Texte source »
────────
Suivons l’exemple des Espagnoles !

De la toile à la rue, des Etats-Unis à l’Argentine, de l’Islande à la Pologne, puis à l’Etat espagnol, la mobilisation des femmes ne faiblit pas. En Suisse, la colère monte aussi.

Les rues espagnoles ont été envahies par une marée de femmes en grève contre le machisme, le harcèlement sexuel, les inégalités de salaires, les féminicides. « Il n’y a pas qu’une raison de faire grève, il y en a trop ! » proféraient les organisations féministes qui appelaient à arrêter le travail à l’occasion de la Journée internationale des droits des femmes. 5,9 millions de femmes se sont mis en grève et ont bloqué le pays. Le constat est le même que partout: « Les femmes ont les retraites les plus faibles, les emplois les plus précaires, elles réalisent encore l’essentiel des travaux domestiques, sont trop souvent questionnées quand elles posent plainte pour viol, et près de 1 000 ont été assassinées en quatorze ans » [1]. Après des années d’austérité, les conditions de travail et de vie des femmes se sont précarisées, ce sont elles aussi qui assument au sein des familles ce que les services publics ne font plus dans les secteurs du social, de la santé et de l’éducation des enfants. Les femmes espagnoles voulaient « stopper le monde » pour exiger « l’égalité des droits et des conditions de vie ». Leur exemple devrait nous inspirer.

Les femmes outrées. En Suisse, la mobilisation a été plus modeste, mais la colère monte. Des manifestations ont eu lieu dans plusieurs cantons dont Genève, Berne, le Tessin et Argovie, pour revendiquer l’égalité des salaires. Mais pas seulement. Le thème du harcèlement sexuel sur le lieu de travail et du harcèlement de rue étaient également présents. Le film « l’Ordre Divin », qui retrace l’histoire du droit de vote des femmes, a donné lieu à de nombreux débats un peu partout, ravivant l’intérêt pour le combat féministe. La mobilisation du 8 mars a redoublé d’intensité suite à la décision du Conseil des Etats de renvoyer en commission le projet de révision de la Loi sur l’égalité – visant à introduire un modeste et inoffensif contrôle des salaires. Politiciennes et journalistes ont dénoncé, à juste titre, un affront fait aux femmes. De nombreuses conseillères nationales ont assisté au débat, dont la socialiste Rebeca Ruiz qui écrit : « Assises au bord de la salle, la rage au ventre, nous étions, ce jour-là, contraintes à nous taire par les règles de bienséance. Les sénateurs ont peut-être cru que, en dehors de ces murs, comme en d’autres temps, les femmes encaisseraient silencieusement l’affront. Ils se sont trompés» [2].
────────
Lignes »

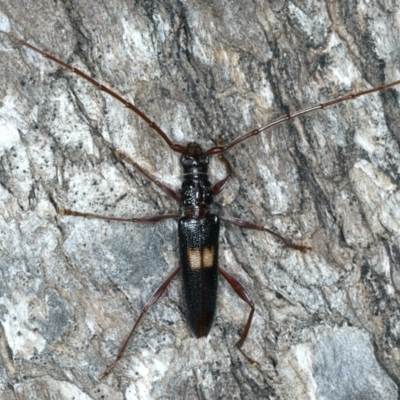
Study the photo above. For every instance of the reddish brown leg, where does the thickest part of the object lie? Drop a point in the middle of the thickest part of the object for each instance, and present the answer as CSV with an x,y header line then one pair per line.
x,y
154,218
241,292
249,225
164,188
153,299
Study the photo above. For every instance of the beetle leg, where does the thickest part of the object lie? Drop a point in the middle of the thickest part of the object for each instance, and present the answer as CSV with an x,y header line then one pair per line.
x,y
153,299
241,292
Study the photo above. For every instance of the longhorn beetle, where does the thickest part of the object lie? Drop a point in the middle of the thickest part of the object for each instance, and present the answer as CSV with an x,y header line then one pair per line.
x,y
198,228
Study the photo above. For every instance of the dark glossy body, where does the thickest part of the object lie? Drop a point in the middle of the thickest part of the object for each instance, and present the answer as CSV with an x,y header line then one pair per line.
x,y
198,242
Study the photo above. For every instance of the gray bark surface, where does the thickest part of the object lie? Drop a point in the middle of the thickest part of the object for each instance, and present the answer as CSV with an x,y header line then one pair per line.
x,y
327,323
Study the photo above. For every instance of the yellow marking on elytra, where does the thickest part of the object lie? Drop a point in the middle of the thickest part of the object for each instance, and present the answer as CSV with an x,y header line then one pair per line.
x,y
201,258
────────
Tâches à réaliser »
(1) Modifiez les lignes de la liste, de celle qui contient « Study the photo above. For every instance of the yellow » jusqu'à la fin de la liste incluse, en remplaçant « yellow marking » par « orange marking ». Redonnez ces seules lignes, sans aucun autre changement.
(2) Reprenez l'article sur la mobilisation des femmes à l'endroit où il s'arrête et poursuivez-en la rédaction.

Réponses par tâche »
(1)
Study the photo above. For every instance of the orange marking on elytra, where does the thickest part of the object lie? Drop a point in the middle of the thickest part of the object for each instance, and present the answer as CSV with an x,y header line then one pair per line.
x,y
201,258

(2)
Passer à l’offensive. Oui, ils se sont trompés. Même en Suisse, les femmes en ont assez. L’arrogance de la droite a même fait dire à Mme Sommaruga qu’il « faut peut-être se remobiliser, retrouver l’esprit de la grève des femmes de 1991 »[3]. Certes, la conseillère fédérale voudrait imposer le contrôle des salaires pour faire accepter aux femmes la hausse de l’âge de la retraite des femmes. Et ce deal, nous ne le voulons pas. Mais, sur la nécessité de se mobiliser, il est significatif que la conseillère fédérale rejoigne la proposition et la résolution votées par le Congrès des femmes de l’USS, fin janvier, d’organiser une grande manifestation nationale le 22 septembre prochain, puis de réfléchir sérieusement à une nouvelle grève des femmes.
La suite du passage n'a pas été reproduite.